→ ASSIGNMENT
Can you copy the article on Mike Smith's reappointment word for word, starting at "Smith, 63, came" and ending at "have ruffled feathers."?

*** Opening of SOURCE TEXT ***

Mike Smith, the executive director of the Security Council’s Counterterrorism Committee Executive Directorate, is to be reappointed to a six-month term through June as a search for his successor begins, he confirmed with PassBlue.
Smith would not say whether he wanted to extend his term for a longer period, but he noted that he intended to return to Australia, his home country, to attend to “personal and professional projects” in the international arena. Smith is originally from Adelaide, but he will be returning to Sydney to live. The committee’s press officer said that the United Nations secretary-general’s office would make an announcement about a successor, but Smith said that no one, to his knowledge, has been identified as a likely candidate so far.
Smith, 63, came to the post in 2007 with experience as his country’s ambassador for counterterrorism as well as ambassador to the UN in Geneva and to the Conference on Disarmament from 2002-2006. He has also been ambassador to Algeria, Egypt, Sudan and Tunisia. Smith has been popular with the Security Council – no small burden. He had replaced Javier Rupérez, a former ambassador of Spain to Washington, D.C., who is said to have ruffled feathers.
The executive directorate is part of a vast UN hydra; that is, the 31 organizations that form the Counterterrorism Implementation Task Force, set up in 2005 to deal with the issue across the UN system. The Security Council committee that Smith helps run is the primary subsidiary organ in that body countering terrorism, tasked mainly with monitoring, outreach and field visits.
“It’s a big job,” said Peter Romaniuk, the assistant director of the Ralph Bunche Institute for International Studies at CUNY (of which PassBlue is a project) and a counterterrorism expert. Smith’s job required “deft diplomatic skills,” and he “reached out to as many as he could” in his work in the council and the rest of the UN, “minimizing politics and maximizing substance” and getting consensus to improve the “multilateral impact on counterterrorism.”
The Counterterrorism Committee, which consists of all Security Council members, was established in 2001, after the Sept. 11 terrorist attacks in the United States, to supervise the carrying out of UN Resolutions 1373 (2001) and 1624 (2005). Both were created to improve a country’s ability to criminalize terrorist activities on its own turf, including the financing of terrorism, and to prosecute perpetrators and their supporters. Some of the committee’s measures to eliminate terrorism include asset freezes, sharing of information among other governments on terror groups or activities and extradition cooperation. The 2005 resolution strengthened the earlier resolution and others, focusing more closely on prohibiting illegal incitement to terrorism, preventing such conduct and denying safe haven to terrorists.
The executive directorate was created in 2004 as an acknowledgment that the committee needed to better coordinate its work. Smith is finishing up his tenure under Morocco’s ambassador, Mohammed Loulichki, whose country is a nonpermanent member of the Security Council and current chairman of the working group.
During his tenure, Smith has also overseen the production of the global survey on Resolution 1373, published in September 2011, and a global survey of Resolution 1624, published in January 2012. Romaniuk said the surveys looked closely at the specific steps countries were taking against terrorism within their own borders.

*** Close of SOURCE TEXT ***
*** Opening of RECORD EXCERPTS ***

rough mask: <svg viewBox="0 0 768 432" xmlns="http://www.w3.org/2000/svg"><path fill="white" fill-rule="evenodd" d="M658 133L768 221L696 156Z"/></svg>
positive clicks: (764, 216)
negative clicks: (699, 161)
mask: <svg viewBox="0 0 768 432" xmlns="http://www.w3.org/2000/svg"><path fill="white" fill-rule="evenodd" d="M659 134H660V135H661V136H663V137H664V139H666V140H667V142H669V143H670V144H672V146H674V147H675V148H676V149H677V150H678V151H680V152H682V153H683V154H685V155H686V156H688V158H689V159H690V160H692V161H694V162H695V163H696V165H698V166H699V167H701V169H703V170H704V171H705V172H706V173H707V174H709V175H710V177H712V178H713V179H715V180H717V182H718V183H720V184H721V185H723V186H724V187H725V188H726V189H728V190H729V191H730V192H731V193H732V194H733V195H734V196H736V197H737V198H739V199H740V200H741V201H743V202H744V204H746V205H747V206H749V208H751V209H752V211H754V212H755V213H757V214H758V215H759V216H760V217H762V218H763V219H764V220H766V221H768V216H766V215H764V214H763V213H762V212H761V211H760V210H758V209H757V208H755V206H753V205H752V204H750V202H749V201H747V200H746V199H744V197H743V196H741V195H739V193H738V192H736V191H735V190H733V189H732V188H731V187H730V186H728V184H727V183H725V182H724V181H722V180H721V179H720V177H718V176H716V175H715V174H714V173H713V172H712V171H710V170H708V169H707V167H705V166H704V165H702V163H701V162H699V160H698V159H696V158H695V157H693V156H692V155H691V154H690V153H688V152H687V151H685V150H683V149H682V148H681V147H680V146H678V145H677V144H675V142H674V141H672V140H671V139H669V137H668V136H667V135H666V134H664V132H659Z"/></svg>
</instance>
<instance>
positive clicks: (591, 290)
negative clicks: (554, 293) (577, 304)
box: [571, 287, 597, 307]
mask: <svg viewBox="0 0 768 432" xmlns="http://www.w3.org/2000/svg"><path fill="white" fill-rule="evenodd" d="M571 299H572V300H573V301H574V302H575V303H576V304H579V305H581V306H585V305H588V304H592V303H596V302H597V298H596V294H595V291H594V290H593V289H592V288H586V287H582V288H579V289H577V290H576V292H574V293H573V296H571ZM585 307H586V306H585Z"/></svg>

*** Close of RECORD EXCERPTS ***

→ ANSWER FOR THE TASK
Smith, 63, came to the post in 2007 with experience as his country’s ambassador for counterterrorism as well as ambassador to the UN in Geneva and to the Conference on Disarmament from 2002-2006. He has also been ambassador to Algeria, Egypt, Sudan and Tunisia. Smith has been popular with the Security Council – no small burden. He had replaced Javier Rupérez, a former ambassador of Spain to Washington, D.C., who is said to have ruffled feathers.